As I noted earlier, I do have a nsd zone named 168.192.in-addr.arpa, but
your comments got me to thinking that perhaps what's missing is some kind
of data at the 168.192.in-addr.arpa level. Just now, I edited the zone to
add a TXT record at the top. It now looks like this:
$TTL 3D
@ SOA ...
NS ...
NS ...
TXT "some text" ; <=== NEW!!!
$ORIGIN 1.168.192.in-addr.arpa.
1 PTR ...
...
Then, I reconfigured unbound to treat it as a stub-zone instead of a
forward-zone:
stub-zone:
name: "168.192.in-addr.arpa"
stub-addr: 192.168.1.5@5053
Success! No lame queries or timeouts.
Thanks,
Dave
zone:
name: "168.192.in-addr.arpa"
zonefile: "168.192.in-addr.arpa.zone"
This consolidated zone is structured thusly:
$TTL 3D
@ SOA ...
NS ...
NS ...
$ORIGIN 1.168.192.in-addr.arpa.
1 PTR ...
...
$ORIGIN 56.168.192.in-addr.arpa.
1 PTR ...
...
$ORIGIN 100.168.192.in-addr.arpa.
1 PTR ...
...
On Wed, 2 Aug 2017, W.C.A. Wijngaards via Unbound-users wrote:
Hi Dave,
What must be happening is that your authority server for the combine
192.168 stub clause, does not actually host a 192.168 reverse zone. And
that causes unbound to detect that the delegation is lame. Lameness
check only performed for authoritative servers (i.e. stub zones). And
now that unbound has classified this server as lame it won't ask any more.

Data for this exercise =
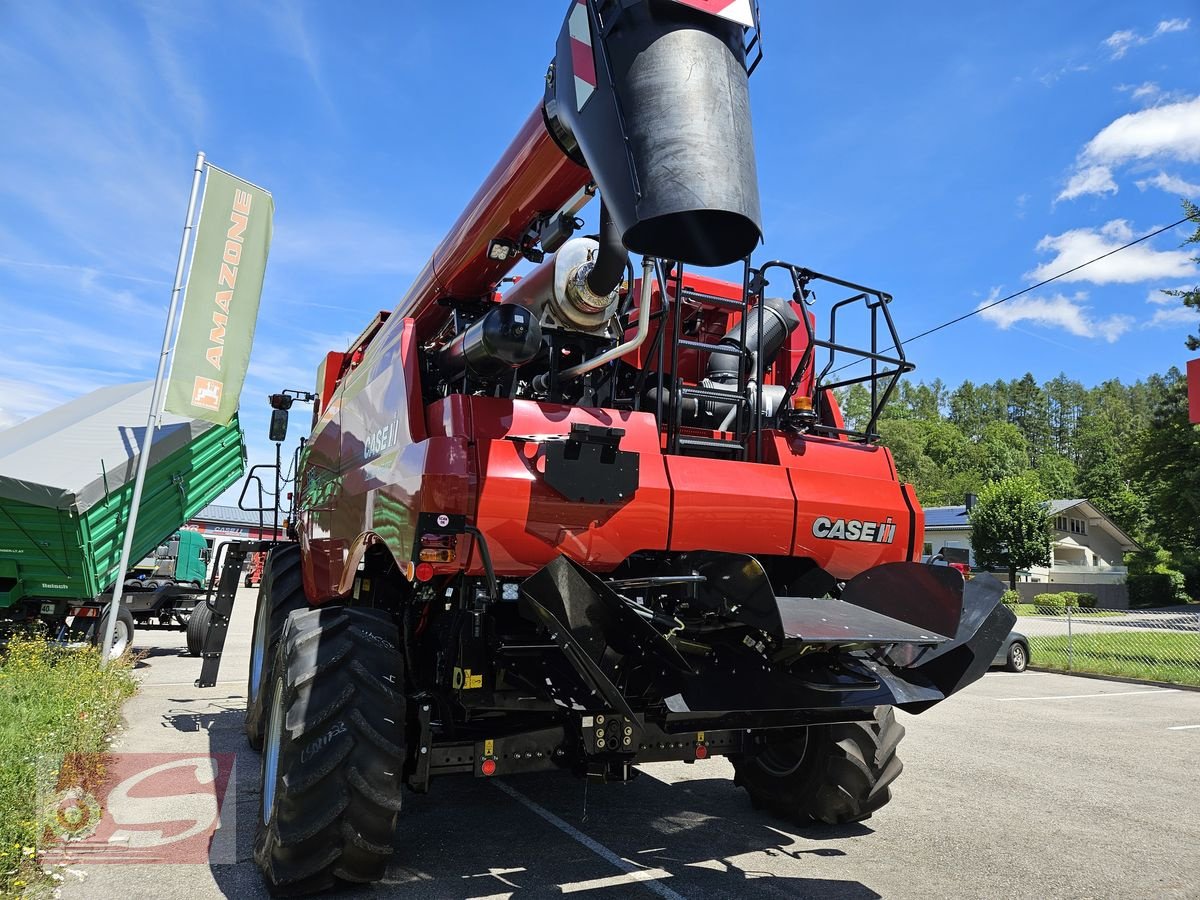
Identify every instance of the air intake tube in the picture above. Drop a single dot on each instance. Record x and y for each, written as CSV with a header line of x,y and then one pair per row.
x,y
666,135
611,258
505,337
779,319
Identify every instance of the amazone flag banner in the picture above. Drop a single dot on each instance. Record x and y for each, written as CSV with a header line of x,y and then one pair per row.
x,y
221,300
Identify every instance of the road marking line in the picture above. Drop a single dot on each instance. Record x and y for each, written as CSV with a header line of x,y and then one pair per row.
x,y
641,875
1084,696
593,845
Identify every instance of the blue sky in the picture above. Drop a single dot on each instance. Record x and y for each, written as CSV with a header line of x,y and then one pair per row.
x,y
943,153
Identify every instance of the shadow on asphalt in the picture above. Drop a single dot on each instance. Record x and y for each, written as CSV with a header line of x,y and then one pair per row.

Problem 1 = Reproduce the passage of the DNS message that opens with the words "Then, I reconfigured" and closes with "queries or timeouts.", matching every character.
Problem 2 = Extract each line of the listing that contains the string "blue".

Exercise response 1 =
Then, I reconfigured unbound to treat it as a stub-zone instead of a
forward-zone:
stub-zone:
name: "168.192.in-addr.arpa"
stub-addr: 192.168.1.5@5053
Success! No lame queries or timeouts.

Exercise response 2 =
Identify every instance of the blue sky in the picture above. Drop a single dot on each instance. Record x and y for each, written as CSV with a header line of x,y and then one pair per row.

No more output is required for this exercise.